*Work instruction*. In the text below on bone marrow-derived macrophages, what was chloroquine used to do during the bovine insulin pulse?

The capacity of bone marrow-derived macrophages to process bovine insulin is regulated by lymphokines.

The antigen presentation capacity of bone marrow-derived macrophages (BMMph) was shown previously to be increased after stimulation with the lymphokines IFN-gamma or granulocyte macrophage colony stimulating factor (GM-CSF) respectively. Using bovine insulin (BI) as antigen, activation of BMMph with GM-CSF resulted in the generation of highly effective presenting cells. In contrast, IFN-gamma-treated macrophages, although better presenters than untreated BMMph, stimulated BI-specific T hybridoma cells only weakly to IL-2 production despite the fact that they expressed drastically more MHC class II molecules than GM-CSF-activated BMMph. Therefore we analyzed whether the observed differences in the presentation function of GM-CSF- and IFN-gamma-pulsed BMMph might be a consequence of differences in their capability to process BI. By blocking thiol and serine proteases with specific inhibitors or by raising the intracellular pH with chloroquine during BI pulse, the presentation capacity of IFN-gamma-activated BMMph was significantly enhanced, while the presentation function of GM-CSF-pulsed macrophages was not positively influenced. These findings suggest that the activity of thiol/serine proteases in BMMph is differently influenced by the two cytokines. A regulatory influence of the cytokines on the activity of metallo and acidic proteases was not observed. Thus, the weaker BI presentation capacity of IFN-gamma-treated macrophages as compared with GM-CSF-pulsed cells seems to be the consequence of a more excessive degradation of BI and destruction of the antigenic epitope.

The efficient bovine insulin presentation capacity of bone marrow-derived macrophages activated by granulocyte-macrophage colony-stimulating factor correlates with a high level of intracellular reducing thiols.

*The data*.
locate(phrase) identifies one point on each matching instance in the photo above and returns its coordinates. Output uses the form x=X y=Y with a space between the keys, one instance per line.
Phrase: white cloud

*Reply*. It was used to raise the intracellular pH.